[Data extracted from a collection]
— begin —

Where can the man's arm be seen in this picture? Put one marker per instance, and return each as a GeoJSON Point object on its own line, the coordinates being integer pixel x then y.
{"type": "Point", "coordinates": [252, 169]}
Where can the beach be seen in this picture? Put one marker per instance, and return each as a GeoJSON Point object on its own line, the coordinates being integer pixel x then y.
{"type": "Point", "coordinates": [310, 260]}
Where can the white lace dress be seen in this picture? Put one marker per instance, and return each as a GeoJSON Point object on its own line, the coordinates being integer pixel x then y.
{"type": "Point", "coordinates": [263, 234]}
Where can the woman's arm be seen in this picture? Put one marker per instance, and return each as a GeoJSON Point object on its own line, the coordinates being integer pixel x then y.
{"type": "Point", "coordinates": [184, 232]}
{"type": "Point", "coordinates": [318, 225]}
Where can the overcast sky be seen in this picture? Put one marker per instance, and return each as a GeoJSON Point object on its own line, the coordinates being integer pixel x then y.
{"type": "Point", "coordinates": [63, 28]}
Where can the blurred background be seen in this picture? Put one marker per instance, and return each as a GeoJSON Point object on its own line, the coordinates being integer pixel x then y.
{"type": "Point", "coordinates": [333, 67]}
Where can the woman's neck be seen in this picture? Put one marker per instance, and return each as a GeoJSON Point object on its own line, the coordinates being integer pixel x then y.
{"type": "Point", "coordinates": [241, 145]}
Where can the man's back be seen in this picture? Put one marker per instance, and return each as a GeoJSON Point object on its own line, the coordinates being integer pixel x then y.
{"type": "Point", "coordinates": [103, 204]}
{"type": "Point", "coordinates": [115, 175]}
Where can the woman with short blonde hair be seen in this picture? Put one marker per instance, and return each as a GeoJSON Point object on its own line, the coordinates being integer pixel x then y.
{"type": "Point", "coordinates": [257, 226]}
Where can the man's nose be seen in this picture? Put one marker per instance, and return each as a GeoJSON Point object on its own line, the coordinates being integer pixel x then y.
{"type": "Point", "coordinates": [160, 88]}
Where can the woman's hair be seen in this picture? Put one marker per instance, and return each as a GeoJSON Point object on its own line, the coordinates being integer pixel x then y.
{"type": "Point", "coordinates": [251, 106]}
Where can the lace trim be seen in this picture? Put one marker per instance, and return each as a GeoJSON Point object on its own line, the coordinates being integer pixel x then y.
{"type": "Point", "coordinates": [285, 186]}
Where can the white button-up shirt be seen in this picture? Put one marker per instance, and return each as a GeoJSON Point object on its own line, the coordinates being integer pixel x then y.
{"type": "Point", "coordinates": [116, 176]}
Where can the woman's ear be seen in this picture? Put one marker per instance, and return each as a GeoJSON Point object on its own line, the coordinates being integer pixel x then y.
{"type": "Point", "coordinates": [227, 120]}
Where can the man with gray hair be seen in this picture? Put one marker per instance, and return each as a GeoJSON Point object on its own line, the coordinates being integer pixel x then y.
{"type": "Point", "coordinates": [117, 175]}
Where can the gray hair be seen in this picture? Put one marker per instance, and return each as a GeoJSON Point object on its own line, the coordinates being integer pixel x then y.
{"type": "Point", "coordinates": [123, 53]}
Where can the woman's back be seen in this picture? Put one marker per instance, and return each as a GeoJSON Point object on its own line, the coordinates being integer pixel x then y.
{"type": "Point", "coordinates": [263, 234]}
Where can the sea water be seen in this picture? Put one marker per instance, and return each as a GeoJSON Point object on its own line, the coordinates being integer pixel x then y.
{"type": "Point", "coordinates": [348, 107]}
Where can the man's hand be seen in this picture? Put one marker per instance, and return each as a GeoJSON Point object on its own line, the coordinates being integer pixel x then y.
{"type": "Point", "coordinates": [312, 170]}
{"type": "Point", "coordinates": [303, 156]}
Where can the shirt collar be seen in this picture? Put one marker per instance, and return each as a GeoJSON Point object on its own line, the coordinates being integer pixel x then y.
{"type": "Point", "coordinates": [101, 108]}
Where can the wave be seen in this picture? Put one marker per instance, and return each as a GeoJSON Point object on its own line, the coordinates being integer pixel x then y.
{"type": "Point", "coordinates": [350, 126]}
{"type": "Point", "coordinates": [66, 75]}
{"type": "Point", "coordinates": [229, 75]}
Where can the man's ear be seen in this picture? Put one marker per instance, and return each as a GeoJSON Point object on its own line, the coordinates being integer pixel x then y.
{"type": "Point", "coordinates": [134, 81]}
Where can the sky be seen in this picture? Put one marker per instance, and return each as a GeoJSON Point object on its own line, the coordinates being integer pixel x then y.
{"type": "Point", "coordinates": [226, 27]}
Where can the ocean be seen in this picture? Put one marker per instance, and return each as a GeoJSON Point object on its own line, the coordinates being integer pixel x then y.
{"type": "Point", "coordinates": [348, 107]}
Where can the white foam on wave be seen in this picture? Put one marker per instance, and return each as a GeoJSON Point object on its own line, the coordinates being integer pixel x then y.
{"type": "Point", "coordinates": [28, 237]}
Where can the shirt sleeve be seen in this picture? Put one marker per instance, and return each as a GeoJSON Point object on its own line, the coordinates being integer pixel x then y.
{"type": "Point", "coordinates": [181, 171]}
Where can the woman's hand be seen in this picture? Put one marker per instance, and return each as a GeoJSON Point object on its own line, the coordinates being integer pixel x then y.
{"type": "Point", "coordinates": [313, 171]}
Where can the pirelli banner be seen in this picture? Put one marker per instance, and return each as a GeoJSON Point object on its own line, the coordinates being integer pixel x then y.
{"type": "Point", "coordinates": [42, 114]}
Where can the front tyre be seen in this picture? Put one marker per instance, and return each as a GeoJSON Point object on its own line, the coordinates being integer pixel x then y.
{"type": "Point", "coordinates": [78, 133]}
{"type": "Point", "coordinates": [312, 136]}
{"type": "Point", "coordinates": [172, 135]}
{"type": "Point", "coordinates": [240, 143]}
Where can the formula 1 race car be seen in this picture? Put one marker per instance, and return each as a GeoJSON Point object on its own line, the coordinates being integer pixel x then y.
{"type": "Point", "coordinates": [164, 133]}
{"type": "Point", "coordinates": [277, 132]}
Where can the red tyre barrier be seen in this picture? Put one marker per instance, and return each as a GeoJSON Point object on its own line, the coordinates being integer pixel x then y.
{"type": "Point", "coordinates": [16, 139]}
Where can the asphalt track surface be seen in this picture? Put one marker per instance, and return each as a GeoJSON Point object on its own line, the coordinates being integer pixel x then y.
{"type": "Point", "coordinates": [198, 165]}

— end —

* _Work to do_
Convert the entries above into a Markdown table with the columns Number and Record line, giving each line its own numbered row and omitting any blank lines.

* _Answer to this exercise_
| Number | Record line |
|---|---|
| 1 | Where can the man's arm be seen in this picture? Put one marker per instance, and return each as a GeoJSON Point object on its own line, the coordinates being integer pixel x then y. |
| 2 | {"type": "Point", "coordinates": [252, 169]} |
| 3 | Where can the beach be seen in this picture? Put one marker per instance, and return each as a GeoJSON Point object on its own line, the coordinates being integer pixel x then y. |
| 4 | {"type": "Point", "coordinates": [310, 260]} |
| 5 | Where can the white lace dress be seen in this picture? Put one marker per instance, and return each as a GeoJSON Point object on its own line, the coordinates being integer pixel x then y. |
| 6 | {"type": "Point", "coordinates": [263, 234]} |
| 7 | Where can the woman's arm be seen in this picture? Put one marker per instance, and return each as a GeoJSON Point object on its own line, the coordinates being integer pixel x then y. |
| 8 | {"type": "Point", "coordinates": [184, 232]} |
| 9 | {"type": "Point", "coordinates": [318, 225]} |
| 10 | Where can the overcast sky be seen in this picture? Put one marker per instance, and return each as a GeoJSON Point object on its own line, the coordinates being integer pixel x then y. |
| 11 | {"type": "Point", "coordinates": [63, 28]} |
| 12 | Where can the blurred background be seen in this picture? Put one marker per instance, and return each as a GeoJSON Point object on its own line, the coordinates being integer pixel x then y. |
| 13 | {"type": "Point", "coordinates": [333, 67]} |
| 14 | Where can the woman's neck be seen in this picture? Put one marker per instance, and return each as a GeoJSON Point object on its own line, the coordinates being integer pixel x then y. |
| 15 | {"type": "Point", "coordinates": [241, 145]} |
| 16 | Where can the man's back be seen in this picture? Put one marker per instance, and return each as a GeoJSON Point object on its own line, the coordinates being integer pixel x then y. |
| 17 | {"type": "Point", "coordinates": [103, 204]} |
| 18 | {"type": "Point", "coordinates": [115, 175]} |
| 19 | Where can the woman with short blonde hair be seen in this picture? Put one marker per instance, and return each as a GeoJSON Point object on its own line, the coordinates being integer pixel x then y. |
| 20 | {"type": "Point", "coordinates": [257, 226]} |
| 21 | Where can the man's nose be seen in this picture? Put one marker per instance, and return each as a GeoJSON Point object on its own line, the coordinates being integer pixel x then y. |
| 22 | {"type": "Point", "coordinates": [160, 88]} |
| 23 | Where can the woman's hair be seen in this picture? Put one marker per instance, and return each as a GeoJSON Point object on its own line, the coordinates being integer pixel x then y. |
| 24 | {"type": "Point", "coordinates": [251, 106]} |
| 25 | Where can the lace trim be seen in this picture? Put one marker per instance, and return each as a GeoJSON Point object on its own line, the coordinates being integer pixel x then y. |
| 26 | {"type": "Point", "coordinates": [285, 186]} |
| 27 | Where can the white button-up shirt be seen in this picture? Put one marker per instance, and return each as a GeoJSON Point object on its own line, the coordinates being integer pixel x then y. |
| 28 | {"type": "Point", "coordinates": [116, 176]} |
| 29 | Where can the woman's ear be seen in this picture? Put one marker per instance, and return each as a GeoJSON Point object on its own line, the coordinates being integer pixel x then y. |
| 30 | {"type": "Point", "coordinates": [227, 120]} |
| 31 | Where can the man with gray hair be seen in this picture? Put one marker per instance, and return each as a GeoJSON Point object on its own line, the coordinates being integer pixel x then y. |
| 32 | {"type": "Point", "coordinates": [117, 175]} |
| 33 | Where can the gray hair be seen in this picture? Put one marker per instance, and return each as a GeoJSON Point object on its own line, the coordinates being integer pixel x then y. |
| 34 | {"type": "Point", "coordinates": [123, 53]} |
| 35 | Where can the woman's back be seen in this picture? Put one marker per instance, and return each as a GeoJSON Point object on its own line, the coordinates being integer pixel x then y. |
| 36 | {"type": "Point", "coordinates": [263, 234]} |
| 37 | Where can the sea water be seen in this picture? Put one marker per instance, and return each as a GeoJSON Point object on its own line, the coordinates being integer pixel x then y. |
| 38 | {"type": "Point", "coordinates": [348, 107]} |
| 39 | Where can the man's hand be seen in this picture? Put one marker per instance, and return each as a GeoJSON Point object on its own line, the coordinates being integer pixel x then y. |
| 40 | {"type": "Point", "coordinates": [312, 170]} |
| 41 | {"type": "Point", "coordinates": [303, 156]} |
| 42 | Where can the shirt collar be seen in this picture? Put one marker per instance, and return each as a GeoJSON Point object on its own line, the coordinates being integer pixel x then y. |
| 43 | {"type": "Point", "coordinates": [101, 108]} |
| 44 | Where can the wave be seen in this picture? Put one marker per instance, and return each as a GeoJSON Point object on its own line, the coordinates being integer pixel x then y. |
| 45 | {"type": "Point", "coordinates": [350, 126]} |
| 46 | {"type": "Point", "coordinates": [66, 75]} |
| 47 | {"type": "Point", "coordinates": [229, 75]} |
| 48 | Where can the man's ear be seen in this picture? Put one marker per instance, and return each as a GeoJSON Point object on its own line, the coordinates being integer pixel x then y. |
| 49 | {"type": "Point", "coordinates": [134, 81]} |
| 50 | Where can the sky be seen in this picture? Put one marker per instance, and return each as a GeoJSON Point object on its own line, the coordinates being integer pixel x then y. |
| 51 | {"type": "Point", "coordinates": [226, 27]} |
| 52 | Where can the ocean be seen in this picture? Put one marker per instance, and return each as a GeoJSON Point object on its own line, the coordinates being integer pixel x then y. |
| 53 | {"type": "Point", "coordinates": [348, 107]} |
| 54 | Where can the white foam on wave be seen in this picture? Put one marker per instance, and return each as a GeoJSON Point object on its own line, the coordinates being integer pixel x then y. |
| 55 | {"type": "Point", "coordinates": [28, 237]} |
| 56 | Where can the shirt sleeve be seen in this picture? Put one marker per instance, and return each as a GeoJSON Point object on its own line, the coordinates being integer pixel x then y. |
| 57 | {"type": "Point", "coordinates": [181, 171]} |
| 58 | Where can the woman's hand be seen in this picture? Put one marker per instance, and return each as a GeoJSON Point object on its own line, the coordinates being integer pixel x then y. |
| 59 | {"type": "Point", "coordinates": [313, 171]} |
| 60 | Where can the pirelli banner be seen in this picture? Put one marker per instance, and return each as a GeoJSON Point object on its own line, the coordinates being integer pixel x then y. |
| 61 | {"type": "Point", "coordinates": [42, 114]} |
| 62 | Where can the front tyre be seen in this picture? Put one marker per instance, and return each as a GeoJSON Point object on its own line, the coordinates being integer pixel x then y. |
| 63 | {"type": "Point", "coordinates": [78, 133]} |
| 64 | {"type": "Point", "coordinates": [312, 136]} |
| 65 | {"type": "Point", "coordinates": [172, 135]} |
| 66 | {"type": "Point", "coordinates": [240, 143]} |
| 67 | Where can the formula 1 race car be seen in this picture? Put one marker per instance, and return each as a GeoJSON Point object on its own line, the coordinates being integer pixel x then y. |
| 68 | {"type": "Point", "coordinates": [164, 133]} |
| 69 | {"type": "Point", "coordinates": [277, 132]} |
| 70 | Where can the red tyre barrier be seen in this picture? Put one marker per instance, and return each as a GeoJSON Point object on its own line, the coordinates being integer pixel x then y. |
| 71 | {"type": "Point", "coordinates": [16, 139]} |
| 72 | Where can the asphalt track surface be seen in this picture? Put one marker per instance, and return each as a GeoJSON Point object on its own line, the coordinates being integer pixel x then y. |
| 73 | {"type": "Point", "coordinates": [198, 165]} |